_Task item_
The stretch from the line with "# for every instance of the tree, place" through the line with "# for every instance of the fence, place" in the records below: write it out exactly, and nothing else.

Entries shown Block Start

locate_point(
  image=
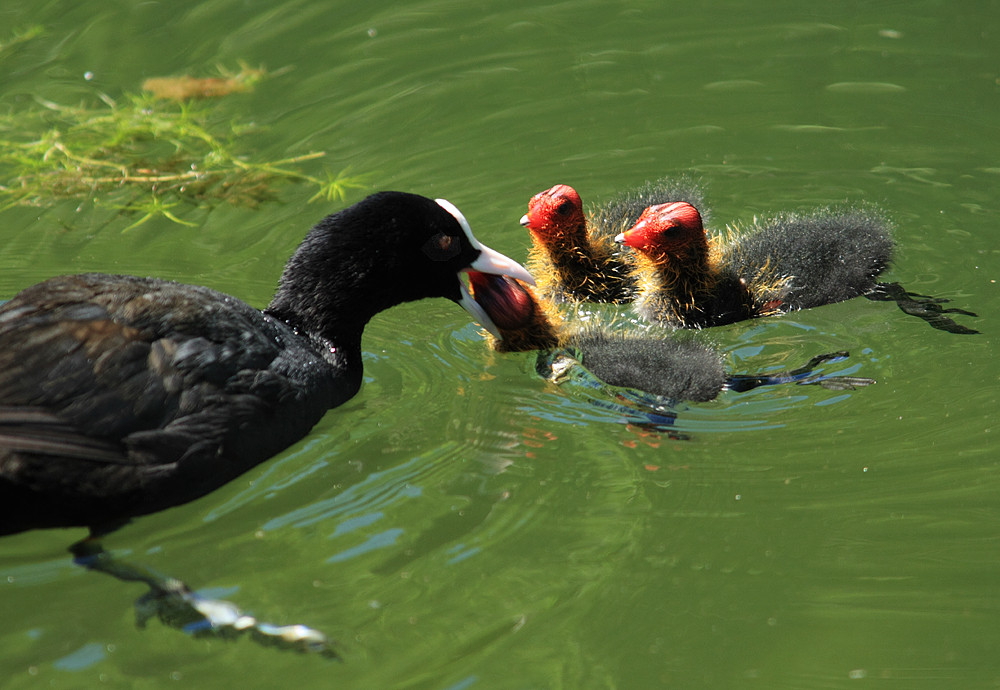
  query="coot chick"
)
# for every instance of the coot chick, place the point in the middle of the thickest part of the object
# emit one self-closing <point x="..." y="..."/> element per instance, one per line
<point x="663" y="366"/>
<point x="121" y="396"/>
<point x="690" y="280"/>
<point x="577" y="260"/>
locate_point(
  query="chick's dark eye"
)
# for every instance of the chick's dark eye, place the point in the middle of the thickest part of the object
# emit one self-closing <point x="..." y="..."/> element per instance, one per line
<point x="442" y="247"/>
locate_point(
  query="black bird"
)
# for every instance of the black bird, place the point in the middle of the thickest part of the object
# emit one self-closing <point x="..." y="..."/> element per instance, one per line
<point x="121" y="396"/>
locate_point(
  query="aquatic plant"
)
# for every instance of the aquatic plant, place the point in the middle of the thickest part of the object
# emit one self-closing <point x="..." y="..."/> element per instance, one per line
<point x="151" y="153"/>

Entries shown Block End
Entries shown Block Start

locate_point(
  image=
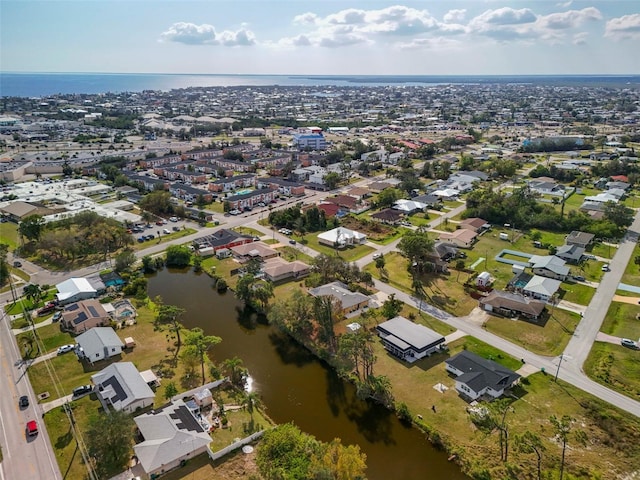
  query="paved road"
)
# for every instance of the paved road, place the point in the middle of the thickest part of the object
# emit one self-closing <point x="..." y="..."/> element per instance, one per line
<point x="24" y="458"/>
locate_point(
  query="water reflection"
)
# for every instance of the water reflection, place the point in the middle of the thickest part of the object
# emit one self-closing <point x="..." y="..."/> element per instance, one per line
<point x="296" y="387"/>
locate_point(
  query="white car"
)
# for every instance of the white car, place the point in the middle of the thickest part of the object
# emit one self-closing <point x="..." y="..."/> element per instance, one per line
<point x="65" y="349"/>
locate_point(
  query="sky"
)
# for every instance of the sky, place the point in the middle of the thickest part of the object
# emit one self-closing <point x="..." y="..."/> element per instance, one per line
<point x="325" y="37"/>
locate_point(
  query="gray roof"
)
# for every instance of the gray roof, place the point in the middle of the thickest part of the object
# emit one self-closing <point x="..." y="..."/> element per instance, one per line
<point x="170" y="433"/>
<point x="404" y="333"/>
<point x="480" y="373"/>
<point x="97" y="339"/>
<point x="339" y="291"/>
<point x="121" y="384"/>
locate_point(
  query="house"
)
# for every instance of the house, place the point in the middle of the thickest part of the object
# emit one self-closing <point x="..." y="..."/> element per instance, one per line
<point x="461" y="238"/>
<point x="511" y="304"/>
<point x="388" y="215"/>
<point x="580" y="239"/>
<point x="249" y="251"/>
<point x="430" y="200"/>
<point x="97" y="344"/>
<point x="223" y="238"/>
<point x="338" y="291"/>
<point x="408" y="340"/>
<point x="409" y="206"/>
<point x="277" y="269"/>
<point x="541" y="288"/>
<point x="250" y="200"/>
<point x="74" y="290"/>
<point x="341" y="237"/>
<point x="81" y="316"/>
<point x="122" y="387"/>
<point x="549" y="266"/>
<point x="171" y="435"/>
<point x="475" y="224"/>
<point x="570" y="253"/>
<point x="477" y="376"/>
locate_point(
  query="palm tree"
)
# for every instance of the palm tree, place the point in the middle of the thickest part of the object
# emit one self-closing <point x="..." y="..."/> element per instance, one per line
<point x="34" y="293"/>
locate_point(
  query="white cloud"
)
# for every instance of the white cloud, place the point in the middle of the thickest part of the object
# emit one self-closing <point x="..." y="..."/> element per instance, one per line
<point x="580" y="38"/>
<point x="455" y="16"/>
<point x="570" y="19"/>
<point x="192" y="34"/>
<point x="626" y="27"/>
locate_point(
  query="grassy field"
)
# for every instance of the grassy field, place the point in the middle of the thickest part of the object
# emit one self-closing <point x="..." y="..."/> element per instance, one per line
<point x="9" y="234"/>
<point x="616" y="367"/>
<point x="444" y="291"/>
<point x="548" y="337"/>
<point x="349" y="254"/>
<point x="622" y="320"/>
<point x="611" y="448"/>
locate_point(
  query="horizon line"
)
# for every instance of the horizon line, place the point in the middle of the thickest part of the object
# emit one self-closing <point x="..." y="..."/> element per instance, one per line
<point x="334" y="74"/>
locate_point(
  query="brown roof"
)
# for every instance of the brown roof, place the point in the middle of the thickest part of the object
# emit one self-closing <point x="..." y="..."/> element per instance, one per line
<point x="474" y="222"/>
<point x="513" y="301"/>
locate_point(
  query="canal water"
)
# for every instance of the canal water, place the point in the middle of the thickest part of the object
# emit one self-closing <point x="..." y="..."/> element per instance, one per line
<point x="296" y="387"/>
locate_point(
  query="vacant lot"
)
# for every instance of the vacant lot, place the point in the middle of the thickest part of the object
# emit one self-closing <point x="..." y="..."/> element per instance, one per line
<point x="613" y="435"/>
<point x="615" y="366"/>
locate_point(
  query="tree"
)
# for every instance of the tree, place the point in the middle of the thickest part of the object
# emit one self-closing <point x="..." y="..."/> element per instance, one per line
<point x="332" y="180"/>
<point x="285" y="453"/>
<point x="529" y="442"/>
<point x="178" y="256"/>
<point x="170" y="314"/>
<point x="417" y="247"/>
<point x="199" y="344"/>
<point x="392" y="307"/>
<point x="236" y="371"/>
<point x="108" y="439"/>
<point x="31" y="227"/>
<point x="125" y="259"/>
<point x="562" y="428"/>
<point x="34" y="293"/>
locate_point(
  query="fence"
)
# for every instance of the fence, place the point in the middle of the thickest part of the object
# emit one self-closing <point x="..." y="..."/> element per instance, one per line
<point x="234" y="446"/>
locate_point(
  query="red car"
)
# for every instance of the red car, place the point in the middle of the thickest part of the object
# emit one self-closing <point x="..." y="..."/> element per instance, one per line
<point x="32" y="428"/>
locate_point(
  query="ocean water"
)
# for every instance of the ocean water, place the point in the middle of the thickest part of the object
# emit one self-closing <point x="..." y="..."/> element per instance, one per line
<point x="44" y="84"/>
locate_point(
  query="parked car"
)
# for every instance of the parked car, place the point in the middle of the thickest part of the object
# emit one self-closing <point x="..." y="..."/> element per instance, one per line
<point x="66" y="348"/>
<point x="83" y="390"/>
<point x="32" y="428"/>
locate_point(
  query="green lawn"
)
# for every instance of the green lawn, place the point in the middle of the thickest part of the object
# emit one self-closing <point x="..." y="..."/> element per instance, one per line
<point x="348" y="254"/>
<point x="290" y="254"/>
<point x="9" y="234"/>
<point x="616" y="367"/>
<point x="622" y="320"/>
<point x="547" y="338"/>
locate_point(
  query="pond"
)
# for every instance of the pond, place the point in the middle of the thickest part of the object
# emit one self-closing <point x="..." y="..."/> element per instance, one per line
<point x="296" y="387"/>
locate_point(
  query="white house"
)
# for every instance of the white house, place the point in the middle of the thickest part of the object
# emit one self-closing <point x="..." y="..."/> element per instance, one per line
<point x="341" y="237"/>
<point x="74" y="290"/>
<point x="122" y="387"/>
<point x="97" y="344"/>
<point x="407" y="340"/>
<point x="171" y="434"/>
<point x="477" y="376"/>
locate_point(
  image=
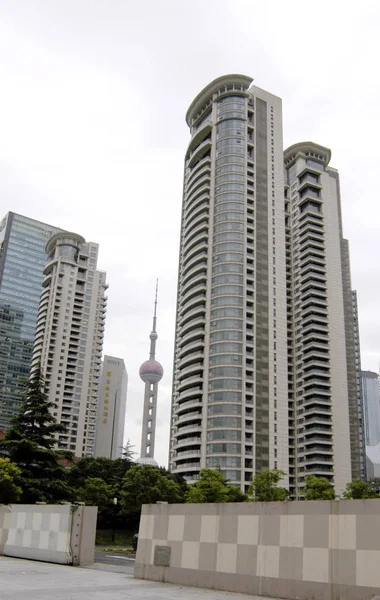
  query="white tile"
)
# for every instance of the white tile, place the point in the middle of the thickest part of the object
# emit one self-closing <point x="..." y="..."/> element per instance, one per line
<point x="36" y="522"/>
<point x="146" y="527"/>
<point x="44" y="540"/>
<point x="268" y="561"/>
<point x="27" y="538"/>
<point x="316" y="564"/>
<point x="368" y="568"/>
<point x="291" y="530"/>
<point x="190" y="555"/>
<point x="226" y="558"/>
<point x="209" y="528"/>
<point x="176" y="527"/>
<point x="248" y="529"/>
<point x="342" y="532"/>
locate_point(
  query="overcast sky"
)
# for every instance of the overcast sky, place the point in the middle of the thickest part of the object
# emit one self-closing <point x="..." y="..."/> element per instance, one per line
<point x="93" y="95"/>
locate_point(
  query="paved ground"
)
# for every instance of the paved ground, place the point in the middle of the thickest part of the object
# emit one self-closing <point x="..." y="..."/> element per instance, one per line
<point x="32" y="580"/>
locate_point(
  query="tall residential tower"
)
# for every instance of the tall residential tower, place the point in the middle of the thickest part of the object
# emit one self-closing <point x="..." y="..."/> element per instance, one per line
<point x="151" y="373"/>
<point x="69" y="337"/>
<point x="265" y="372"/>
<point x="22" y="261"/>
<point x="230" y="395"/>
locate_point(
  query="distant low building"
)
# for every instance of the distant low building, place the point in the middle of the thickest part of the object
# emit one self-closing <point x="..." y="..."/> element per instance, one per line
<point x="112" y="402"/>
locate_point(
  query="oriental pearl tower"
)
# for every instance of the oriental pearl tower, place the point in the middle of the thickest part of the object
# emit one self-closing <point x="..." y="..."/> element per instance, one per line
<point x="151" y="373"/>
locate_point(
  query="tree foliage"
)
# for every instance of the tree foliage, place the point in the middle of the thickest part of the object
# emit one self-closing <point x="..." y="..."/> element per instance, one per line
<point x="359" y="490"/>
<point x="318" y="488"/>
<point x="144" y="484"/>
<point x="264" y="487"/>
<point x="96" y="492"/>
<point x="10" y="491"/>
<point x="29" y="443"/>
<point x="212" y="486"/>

Entries shown Block End

_Output of the exercise_
# for every instance of the tree, place the point in the middle of the thickest part of the object
# emit one self-closing <point x="..." y="..."/> element per instance, one per line
<point x="332" y="180"/>
<point x="285" y="453"/>
<point x="529" y="442"/>
<point x="178" y="256"/>
<point x="170" y="314"/>
<point x="417" y="247"/>
<point x="199" y="344"/>
<point x="392" y="307"/>
<point x="236" y="371"/>
<point x="108" y="439"/>
<point x="31" y="227"/>
<point x="125" y="259"/>
<point x="562" y="428"/>
<point x="34" y="293"/>
locate_point(
  query="fence"
)
# for every instance of the fence, place the point in the middle of the thickest part of the object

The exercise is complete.